What this task involves: Return the data below word for word, every line of it, but leave the pictures out of your answer.

Data rows:
◆ ◆ ◆ ◆ ◆ ◆ ◆
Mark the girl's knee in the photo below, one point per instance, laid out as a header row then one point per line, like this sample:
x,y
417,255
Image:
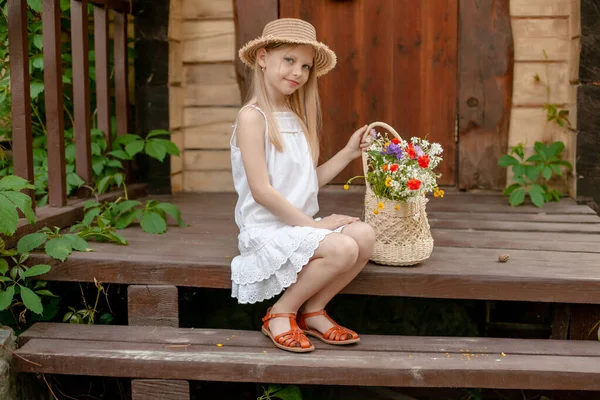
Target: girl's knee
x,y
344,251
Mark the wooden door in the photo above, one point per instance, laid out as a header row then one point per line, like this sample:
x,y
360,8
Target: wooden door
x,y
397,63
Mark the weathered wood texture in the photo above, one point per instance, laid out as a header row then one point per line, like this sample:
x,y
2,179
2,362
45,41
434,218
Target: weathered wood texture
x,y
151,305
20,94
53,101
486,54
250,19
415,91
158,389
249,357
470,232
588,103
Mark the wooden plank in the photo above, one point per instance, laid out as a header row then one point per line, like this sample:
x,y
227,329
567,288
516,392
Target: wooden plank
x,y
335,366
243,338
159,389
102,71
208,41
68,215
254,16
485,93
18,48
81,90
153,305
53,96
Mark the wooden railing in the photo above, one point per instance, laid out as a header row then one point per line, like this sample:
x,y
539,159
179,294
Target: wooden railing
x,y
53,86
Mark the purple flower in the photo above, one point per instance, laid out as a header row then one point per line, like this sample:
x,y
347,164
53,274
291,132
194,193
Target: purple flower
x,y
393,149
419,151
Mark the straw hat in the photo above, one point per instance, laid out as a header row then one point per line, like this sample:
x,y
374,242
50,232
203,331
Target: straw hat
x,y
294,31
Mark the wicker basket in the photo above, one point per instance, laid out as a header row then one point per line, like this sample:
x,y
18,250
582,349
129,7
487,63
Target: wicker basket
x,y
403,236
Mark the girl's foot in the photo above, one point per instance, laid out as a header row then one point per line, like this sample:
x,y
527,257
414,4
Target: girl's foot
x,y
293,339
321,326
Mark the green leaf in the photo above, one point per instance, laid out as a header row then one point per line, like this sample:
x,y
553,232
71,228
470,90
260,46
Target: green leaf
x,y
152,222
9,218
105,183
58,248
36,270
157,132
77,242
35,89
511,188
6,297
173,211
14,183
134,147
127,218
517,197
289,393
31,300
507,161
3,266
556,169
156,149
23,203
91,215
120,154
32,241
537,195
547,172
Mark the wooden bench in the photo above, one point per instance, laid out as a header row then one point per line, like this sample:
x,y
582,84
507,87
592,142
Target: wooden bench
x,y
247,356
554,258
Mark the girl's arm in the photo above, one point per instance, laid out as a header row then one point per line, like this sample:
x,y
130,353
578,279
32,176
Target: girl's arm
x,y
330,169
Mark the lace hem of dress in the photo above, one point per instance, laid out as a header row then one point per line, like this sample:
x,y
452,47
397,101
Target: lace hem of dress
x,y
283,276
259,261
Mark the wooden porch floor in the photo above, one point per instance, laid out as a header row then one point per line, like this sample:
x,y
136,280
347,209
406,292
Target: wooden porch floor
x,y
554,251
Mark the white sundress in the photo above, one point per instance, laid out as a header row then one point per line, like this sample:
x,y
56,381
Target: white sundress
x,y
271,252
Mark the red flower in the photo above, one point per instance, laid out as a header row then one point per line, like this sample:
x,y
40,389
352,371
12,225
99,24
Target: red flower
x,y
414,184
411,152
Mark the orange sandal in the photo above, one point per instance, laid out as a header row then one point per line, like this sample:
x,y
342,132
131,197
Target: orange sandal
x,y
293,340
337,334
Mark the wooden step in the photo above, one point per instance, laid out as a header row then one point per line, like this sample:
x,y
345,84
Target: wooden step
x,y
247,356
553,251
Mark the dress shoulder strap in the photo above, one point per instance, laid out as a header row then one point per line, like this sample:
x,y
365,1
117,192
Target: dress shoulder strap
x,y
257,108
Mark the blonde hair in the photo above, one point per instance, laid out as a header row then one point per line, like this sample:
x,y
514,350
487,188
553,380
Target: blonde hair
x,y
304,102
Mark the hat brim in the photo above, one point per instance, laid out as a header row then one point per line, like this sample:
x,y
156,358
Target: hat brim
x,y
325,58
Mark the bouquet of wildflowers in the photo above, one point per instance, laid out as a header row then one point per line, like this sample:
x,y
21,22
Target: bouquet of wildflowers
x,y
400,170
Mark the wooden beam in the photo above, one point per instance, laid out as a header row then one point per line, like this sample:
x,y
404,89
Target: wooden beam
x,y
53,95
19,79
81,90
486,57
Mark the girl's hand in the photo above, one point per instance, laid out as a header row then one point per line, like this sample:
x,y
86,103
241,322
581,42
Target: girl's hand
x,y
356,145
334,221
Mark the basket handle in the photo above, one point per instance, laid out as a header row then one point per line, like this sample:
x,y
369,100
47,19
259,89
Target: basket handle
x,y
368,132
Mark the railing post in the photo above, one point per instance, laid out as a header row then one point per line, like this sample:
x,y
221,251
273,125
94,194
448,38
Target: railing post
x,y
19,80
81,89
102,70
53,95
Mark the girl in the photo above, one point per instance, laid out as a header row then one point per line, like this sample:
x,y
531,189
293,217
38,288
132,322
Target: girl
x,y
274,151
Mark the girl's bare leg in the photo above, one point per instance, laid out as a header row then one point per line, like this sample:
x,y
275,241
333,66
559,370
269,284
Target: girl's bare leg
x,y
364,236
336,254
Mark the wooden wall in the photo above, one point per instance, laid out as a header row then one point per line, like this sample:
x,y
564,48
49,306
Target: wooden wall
◆ ◆ ◆ ◆ ◆ ◆ ◆
Solution below:
Mark the girl's knee in the photo below, one point per instance, laid out as a header row then one point per line, like this sample:
x,y
417,255
Image:
Target: girl's knee
x,y
344,251
Mark the wooden door in the photo above, one point per instance, laid out as a header row then one point per line, like this sample:
x,y
360,8
Target: wooden door
x,y
397,63
Mark the weathered wood texture in the photo above, one point per instance, laid out as a header row then one point per line, like this sample:
x,y
2,179
2,362
45,41
434,218
Target: weathered wood texture
x,y
151,305
20,94
53,101
486,54
250,19
415,91
158,389
249,357
470,232
588,103
Mark the wooden plank in the photo above, one point per instance, laid out as a header row then one point per line, like this sample:
x,y
227,329
567,288
516,392
Target: wooden plank
x,y
335,366
243,338
159,389
102,71
208,41
68,215
254,16
485,93
18,48
81,90
153,305
53,96
Mark the wooden railing in the photo above, one point per instance, laid out as a header row then one point per line, like this sample:
x,y
539,159
179,294
Target: wooden railing
x,y
53,86
Mark the purple flower in the photo above, one point per instance, laid out as a header row then one point per line, like this sample:
x,y
347,164
53,274
291,132
194,193
Target: purple flower
x,y
393,149
419,151
Mark the straw hat in the photo above, one point per instance, laid out as a header row then one point per line, like this sample:
x,y
374,242
50,232
203,331
Target: straw hat
x,y
294,31
Mark the wicker basket in the photo above, one point per instance, laid out as a header row then one point per line, like this sample:
x,y
18,250
582,349
129,7
487,63
Target: wicker basket
x,y
403,236
Mark the girl's foot in the photo above, one point per instance, laid out as a header row then one point per line, like this sample:
x,y
527,257
414,4
Target: girl's foot
x,y
293,339
321,326
Mark the green leaf in the photo above, one point per instance, laid out as a header row then one point per line, like this sample:
x,y
553,232
71,228
470,90
260,46
Target: green leaf
x,y
152,222
9,218
105,183
58,248
36,270
157,132
77,242
35,89
511,188
6,297
173,211
14,183
134,147
127,218
517,197
289,393
31,300
507,161
3,266
556,169
156,149
23,203
91,215
120,154
32,241
537,195
547,172
Mark the wooden bench in the photo above, one point per instance, laid out as a header row then one point per line, like this sample:
x,y
582,84
507,87
592,142
Target: wooden bench
x,y
247,356
554,258
Mark the girl's arm in the photo above, one point per instance, laid out as a header row then one point per line, like this sample:
x,y
130,353
578,279
32,176
Target: girl's arm
x,y
330,169
Mark the lace hem of dress in the photo above, one point per instance, laid out as a header row then one point per line, like this sample:
x,y
452,47
397,101
Target: lace hem of dress
x,y
283,276
259,261
Mark the wooden porch floor in the photo above, one point per instance, laid out as a header row then one point per line, like this sample:
x,y
136,280
347,209
406,292
Target: wooden porch floor
x,y
554,251
Mark the white sundress in the photo above, one point per instance, laid out as a header row then one point per line, like this sample:
x,y
56,381
Target: white sundress
x,y
271,252
Mark the red flower in the photo above, one point per instance, laid out as a header row then one point per line, like this sample:
x,y
40,389
352,371
12,225
99,24
Target: red flower
x,y
414,184
411,152
Mark the orange sandal in the photo above, one point per instance, laid out as a header row then one point per line, like this sample:
x,y
342,132
131,197
Target: orange sandal
x,y
293,340
337,334
Mark the wooden step in the photo above, one point per instance, laid out as a header row then one point per line, like this sample:
x,y
345,84
Target: wooden step
x,y
247,356
553,251
Mark the dress shoulder strap in the photo above, one point per instance, laid out as a header row then one point per line, like this sample:
x,y
365,1
117,192
Target: dress shoulder strap
x,y
257,108
Mark the blonde hair in the photo above, one point per instance, laid out as a header row then one point per line, like this sample:
x,y
514,350
487,188
553,380
Target: blonde hair
x,y
304,102
Mark the hat brim in the photo above, one point per instance, laid out as a header row then one point per line, like this sample:
x,y
156,358
Target: hat brim
x,y
325,58
Mark the bouquet of wildflowers in the photo above, one point per instance, laid out as a header row then one point per line, like this sample:
x,y
21,22
Target: bouquet of wildflowers
x,y
400,170
Mark the wooden beam in the photo above, one point per instance, laid out as a header row then one point per line, like this sample:
x,y
404,89
Target: wooden beam
x,y
53,95
19,79
81,90
486,57
Mark the girl's hand in the photo above, one point per instance, laid out as a header row then one point per line, like this sample:
x,y
86,103
241,322
581,42
Target: girl's hand
x,y
356,145
334,221
Mark the basket handle in the photo above, one point per instance, laid out as a header row then one point per line, like this sample:
x,y
369,100
47,19
259,89
Target: basket handle
x,y
368,132
Mark the railing post in the photo above, one point per instance, laid out as a header row then one point per line, like this sample:
x,y
221,251
273,125
94,194
448,38
Target: railing post
x,y
19,80
81,89
102,70
53,95
Mark the girl in the photo above, one point per instance, laid out as a header row then one point per line, like this sample:
x,y
531,189
293,217
38,288
132,322
Target: girl
x,y
274,151
Mark the girl's bare leg in the photo above, one point per instance, laid out as a header row then one point per line, like this sample:
x,y
275,241
333,66
559,370
269,284
Target: girl's bare leg
x,y
364,236
336,254
Mark the wooden wall in the photo above, one point per instance, laid out as a header row then one point per line, like this sample:
x,y
564,48
49,306
Target: wooden wall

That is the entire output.